→ Directions for this task:
Reproduce all of the entries character for character, while leaving out any pictures they contain.

→ Listed records:
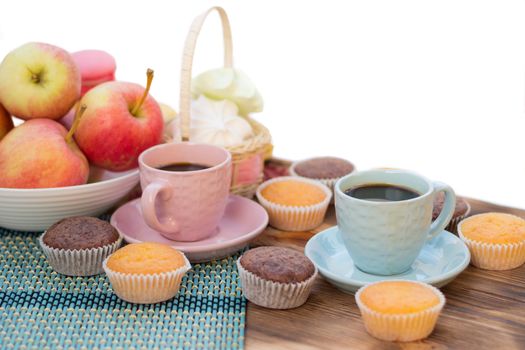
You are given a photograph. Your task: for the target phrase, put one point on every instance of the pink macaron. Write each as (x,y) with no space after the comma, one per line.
(96,67)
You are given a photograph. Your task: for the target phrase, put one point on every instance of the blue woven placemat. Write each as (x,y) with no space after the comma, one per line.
(41,309)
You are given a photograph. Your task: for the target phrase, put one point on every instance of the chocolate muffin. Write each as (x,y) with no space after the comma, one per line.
(276,277)
(278,264)
(80,232)
(326,170)
(323,168)
(461,211)
(77,246)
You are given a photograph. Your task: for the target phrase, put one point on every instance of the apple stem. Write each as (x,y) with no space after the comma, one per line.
(78,114)
(149,74)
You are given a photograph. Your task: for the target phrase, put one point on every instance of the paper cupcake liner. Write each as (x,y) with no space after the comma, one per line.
(453,224)
(295,218)
(78,262)
(494,256)
(274,295)
(146,288)
(399,327)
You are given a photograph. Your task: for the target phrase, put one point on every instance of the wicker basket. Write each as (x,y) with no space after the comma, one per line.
(247,158)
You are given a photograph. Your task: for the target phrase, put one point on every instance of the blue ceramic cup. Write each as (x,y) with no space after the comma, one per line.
(385,237)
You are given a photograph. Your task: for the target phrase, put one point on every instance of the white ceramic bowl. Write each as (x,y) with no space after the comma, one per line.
(37,209)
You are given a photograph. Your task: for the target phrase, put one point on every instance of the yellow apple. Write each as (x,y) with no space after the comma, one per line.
(39,80)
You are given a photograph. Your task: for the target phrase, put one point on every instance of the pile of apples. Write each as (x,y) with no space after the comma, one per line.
(114,122)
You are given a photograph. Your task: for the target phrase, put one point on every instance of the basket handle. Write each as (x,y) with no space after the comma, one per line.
(187,63)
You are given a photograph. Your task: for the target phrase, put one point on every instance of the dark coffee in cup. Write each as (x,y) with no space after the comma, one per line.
(381,193)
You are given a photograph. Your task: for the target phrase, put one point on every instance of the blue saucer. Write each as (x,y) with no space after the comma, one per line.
(440,261)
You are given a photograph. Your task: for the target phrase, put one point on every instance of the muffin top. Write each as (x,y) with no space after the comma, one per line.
(293,193)
(80,232)
(460,209)
(323,168)
(398,297)
(278,264)
(498,228)
(146,258)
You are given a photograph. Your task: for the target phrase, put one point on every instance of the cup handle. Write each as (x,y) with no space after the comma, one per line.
(448,209)
(148,199)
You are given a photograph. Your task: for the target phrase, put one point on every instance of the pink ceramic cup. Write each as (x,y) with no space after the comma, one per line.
(184,205)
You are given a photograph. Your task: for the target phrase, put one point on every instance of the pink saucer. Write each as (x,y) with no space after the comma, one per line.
(244,220)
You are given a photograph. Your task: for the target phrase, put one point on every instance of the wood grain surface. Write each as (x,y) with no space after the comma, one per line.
(484,309)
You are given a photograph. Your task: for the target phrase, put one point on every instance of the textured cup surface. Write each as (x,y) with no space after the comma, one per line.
(385,238)
(184,206)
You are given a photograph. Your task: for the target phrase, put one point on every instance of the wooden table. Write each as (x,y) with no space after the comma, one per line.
(484,309)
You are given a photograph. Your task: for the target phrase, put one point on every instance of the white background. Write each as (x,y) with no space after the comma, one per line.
(433,86)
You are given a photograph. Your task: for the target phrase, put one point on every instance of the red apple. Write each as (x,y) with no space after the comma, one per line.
(41,153)
(6,123)
(39,80)
(120,122)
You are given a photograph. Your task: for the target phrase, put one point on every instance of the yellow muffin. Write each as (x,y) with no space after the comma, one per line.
(294,203)
(146,258)
(146,273)
(496,240)
(292,192)
(399,310)
(399,297)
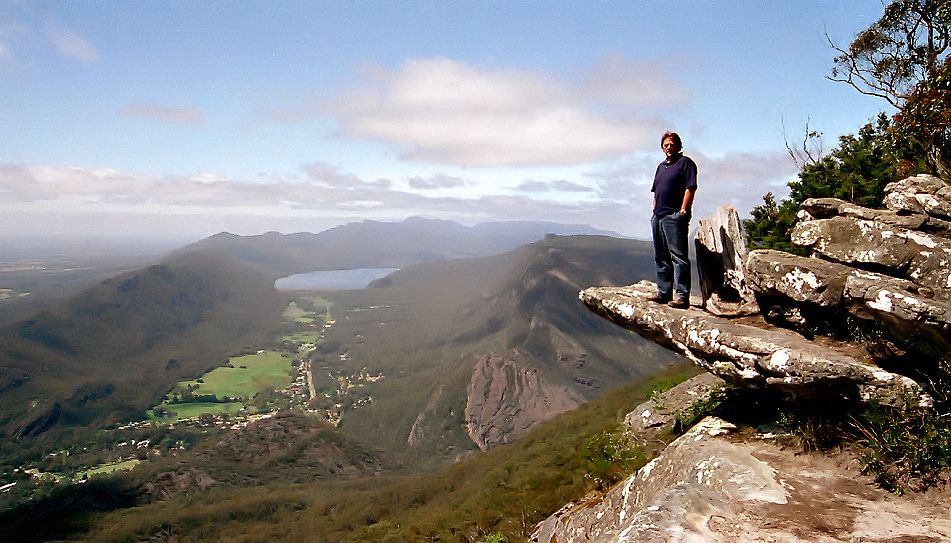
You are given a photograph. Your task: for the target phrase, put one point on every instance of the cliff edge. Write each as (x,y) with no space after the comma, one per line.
(865,320)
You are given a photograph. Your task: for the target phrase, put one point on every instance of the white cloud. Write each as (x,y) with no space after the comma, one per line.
(636,84)
(439,181)
(445,111)
(73,45)
(176,115)
(559,185)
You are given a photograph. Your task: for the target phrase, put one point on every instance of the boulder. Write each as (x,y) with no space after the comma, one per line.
(920,194)
(710,486)
(826,208)
(757,356)
(916,317)
(721,255)
(876,246)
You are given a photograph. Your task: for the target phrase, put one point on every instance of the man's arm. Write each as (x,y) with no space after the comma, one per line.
(688,200)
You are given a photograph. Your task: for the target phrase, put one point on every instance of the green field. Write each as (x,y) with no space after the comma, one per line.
(108,468)
(194,409)
(301,337)
(249,375)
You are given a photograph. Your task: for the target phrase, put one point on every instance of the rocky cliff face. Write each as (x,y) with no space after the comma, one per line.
(506,398)
(866,318)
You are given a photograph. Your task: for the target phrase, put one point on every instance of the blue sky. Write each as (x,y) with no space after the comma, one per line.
(183,119)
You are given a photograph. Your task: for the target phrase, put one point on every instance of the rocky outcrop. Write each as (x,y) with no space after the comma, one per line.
(721,256)
(748,355)
(865,318)
(505,399)
(660,416)
(709,486)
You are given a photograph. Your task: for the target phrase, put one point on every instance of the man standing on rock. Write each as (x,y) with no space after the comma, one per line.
(675,183)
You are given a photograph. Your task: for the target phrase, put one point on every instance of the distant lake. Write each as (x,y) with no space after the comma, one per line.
(333,279)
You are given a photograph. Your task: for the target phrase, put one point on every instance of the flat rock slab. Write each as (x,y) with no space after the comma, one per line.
(747,355)
(918,256)
(713,487)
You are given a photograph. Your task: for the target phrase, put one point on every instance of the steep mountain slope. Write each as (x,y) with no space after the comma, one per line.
(110,352)
(381,244)
(474,352)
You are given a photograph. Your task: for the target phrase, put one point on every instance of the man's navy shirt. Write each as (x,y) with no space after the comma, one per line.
(671,181)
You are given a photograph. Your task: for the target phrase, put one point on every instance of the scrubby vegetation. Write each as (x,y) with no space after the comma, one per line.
(501,493)
(903,59)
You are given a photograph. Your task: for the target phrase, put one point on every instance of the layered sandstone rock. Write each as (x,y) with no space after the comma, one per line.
(880,282)
(748,355)
(710,486)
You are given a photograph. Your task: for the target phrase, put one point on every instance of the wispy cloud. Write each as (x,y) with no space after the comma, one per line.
(324,196)
(175,115)
(445,111)
(73,45)
(559,185)
(439,181)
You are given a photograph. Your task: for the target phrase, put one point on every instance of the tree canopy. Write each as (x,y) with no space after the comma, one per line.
(903,59)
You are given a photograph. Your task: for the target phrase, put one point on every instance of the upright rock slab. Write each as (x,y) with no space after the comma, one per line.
(721,256)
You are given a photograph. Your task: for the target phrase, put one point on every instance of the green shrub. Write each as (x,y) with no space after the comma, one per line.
(609,457)
(906,448)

→ Answer to the exercise:
You are given a photograph. Your task: for the target phrase, put one point on every instance of the pink macaron. Write each as (x,y) with no space after the comma, one per line.
(96,67)
You are given a photograph. Your task: for the target phrase, put one point on every instance of the blue woven placemat. Write each as (x,y) with no space after the comma, one per line.
(41,309)
You are given a photograph. Your task: for the target phrase, put one point on every instance of the chocolate muffin. Write each as (x,y) with no space after the comma, one per line.
(276,277)
(278,264)
(80,232)
(326,170)
(323,168)
(461,211)
(77,246)
You are given a photograph. Your task: for the target phrase, put one point on every instance of the apple stem. Write each as (x,y) with no space after the comma, one per line.
(78,114)
(149,74)
You are given a photograph. Your task: for the target phrase, put one point on every instance of the paper cupcake liner. Write each as (x,y) with no space after the comma, one per line.
(453,224)
(295,218)
(78,262)
(494,256)
(274,295)
(146,288)
(399,327)
You are given a photograph. Your task: for the target phrase, put one point on every instance of the wicker basket. Write each as (x,y) with no space after the comma, one per line.
(247,158)
You are given a photograph. Your task: for the target phrase, put one point on every instance of the blue ceramic cup. Write each as (x,y) with no space after the comma, one per line.
(385,237)
You are given a photograph. Your task: for the target phrase, put one point on every instance of the white ceramic bowl. Write each as (x,y) with no space after the comma, one per line.
(37,209)
You are given a photograph. Your task: for the target phrase, put one point on every instance of the yellow apple. Write each as (x,y) with no space after the comma, one per line.
(39,80)
You are given a photograph. Your task: for the target phrase, put one point on every instance of the pile of apples. Write each as (x,y) with no space after the comma, one per line.
(114,122)
You are given a photograph. Your task: for the target phrase, put one point on every instance of the basket handle. Write each as (x,y) with no space after the comma, one per line.
(187,63)
You are given a photograph. Your task: for the target phrase, put one point on every instance of the dark coffee in cup. Write each as (x,y) with no space after the comma, one per line.
(381,193)
You are given a photograph. Your task: for the target phrase, put one point on every instance of the blue saucer. Write each as (x,y) with no space after the comma, one per line.
(440,261)
You are given a photograph. Your task: for the target phrase, put one point on every instance of the muffin top. Write each as (x,y) with no space after the comma, one per line.
(293,193)
(80,232)
(460,209)
(323,168)
(398,297)
(278,264)
(498,228)
(146,258)
You are given a photograph. Your task: for the target phrase, put one point on every instance of the cup handle. Write each as (x,y) with no space after the comma, one per line.
(448,209)
(148,199)
You are given a photograph. Your task: for the target phrase, put one point on every instance of the pink ceramic cup. Write each as (x,y) with no space after the comma, one per line.
(184,205)
You are given a photograph. Your task: for the target phrase, put one point on every instance of the pink saucer. Write each as (x,y) with no space after the comma, one per line.
(244,220)
You are given a photograph. Your task: for the target phrase, put one point on every instance of the wood grain surface. Write each as (x,y) with no space after the comma, one per line.
(484,309)
You are given a photograph. Your task: for the target phrase, put one point on every instance of the textured cup surface. Write each as (x,y) with no space after the comma, one per line.
(385,238)
(184,206)
You are given a photograph. Your task: for the target phrase, put one point on every instance of the wooden table. Write each as (x,y) with no space after the comma, one per line.
(484,309)
You are given a photograph. Your task: for the target phrase, put one point on every instance of the white background. Write each as (x,y) with no space after the comma, one per line.
(433,86)
You are given a photograph. Your task: for the target phrase, put one point on every instance of the red apple. Write each as (x,y) with no space after the comma, one per line.
(41,153)
(6,123)
(39,80)
(120,122)
You are given a photograph. Your task: for the target phrase, put one point on every instance of the yellow muffin. Write each as (x,y) with no space after the comma, one per line.
(294,203)
(146,258)
(146,273)
(496,240)
(292,192)
(399,310)
(399,297)
You are given a photograph. Your task: for the target phrase, put one point on every instance of the cliff edge. Write each as (x,y) with no space after the comma, one per line.
(865,320)
You are given a photograph. Your task: for the target phrase, put one point on every instance of the white cloud. Write each as (x,y) with no space after the comma, one per line.
(636,84)
(439,181)
(445,111)
(73,45)
(176,115)
(559,185)
You are given a photograph. Your task: for the target phrase, put one point on every instance of the boulder. Write each as (x,y) with no space after the comma, one per line.
(920,194)
(710,486)
(826,208)
(757,356)
(916,317)
(721,255)
(876,246)
You are given a photograph. Your task: for the target phrase, put one point on every instance of the man's arm. Write each as (x,y) with no space after the comma, one per line.
(688,200)
You are given a photograph. Your task: for the target phrase, put one point on every instance of the green field. Write each as (x,y) with no space after the comma, one per line.
(108,468)
(194,409)
(301,337)
(249,375)
You are given a photograph. Your task: for the target phrase, put one point on every instance of the rocky cliff face. Write each as (x,y) with no space after the comma, one per line.
(506,398)
(866,318)
You are given a photograph. Your task: for the target phrase, put one point on every instance of the blue sky. Write each as (x,y) with no space after the comma, one per line.
(183,119)
You are given a photograph. Your task: for the target phrase, put one point on every instance of the rocky outcrop. Write each as (x,y) with no space after the comma, one per line.
(721,256)
(748,355)
(865,318)
(505,399)
(660,416)
(709,486)
You are given a photograph. Your task: for the target phrase, put one point on every instance of the man standing on rock. Write each as (x,y) with no space after the comma, one per line.
(675,183)
You are given a photograph. Your task: for the target phrase, put one point on every instance of the distant lake. Write each as (x,y) with no space after the comma, one per line.
(333,279)
You are given a photograph. Your task: for the target phrase, put one point on every instance of the flat rock slab. Write each as (x,y) with no space after the comma, one per line.
(747,355)
(918,256)
(713,487)
You are given a photograph. Your task: for the target phrase, put one point on every instance of the steep mountain slope. Write each as (x,y) with no space after the comma, one per line.
(110,352)
(381,244)
(474,352)
You are given a photograph. Your task: for the target phrase, put one point on every instance of the man's navy shirt. Write each as (x,y) with no space after the comma, one per line.
(671,181)
You are given a photograph. Your task: for the target phrase, put one point on every instance of the scrubby vegetation. Write each as (x,y) with no space after the comma, one per line.
(501,493)
(903,59)
You are given a photograph. Your task: for the target phrase, put one point on every instance of the layered sandstone rock. Write each as (x,y) with no space after the comma, one per line.
(880,282)
(748,355)
(710,486)
You are given a photograph. Your task: for the target phrase, put one point on every instance of the wispy cloud. Write each as (x,y) with no space after the comma, one per line.
(324,196)
(175,115)
(445,111)
(73,45)
(559,185)
(439,181)
You are given a photograph. Your task: for the target phrase, put one point on every instance of the tree canopy. Write each as (x,y) with no space after the comma, one per line.
(903,59)
You are given a photograph. Your task: for the target phrase, put one point on every instance of the upright rock slab. Write each as (x,y) with no space after the comma, one per line.
(721,256)
You are given a photograph. Your task: for the target phrase, put one point on every instance of the green shrub. Write each as (x,y) with no space after the comma, one per line.
(609,457)
(906,448)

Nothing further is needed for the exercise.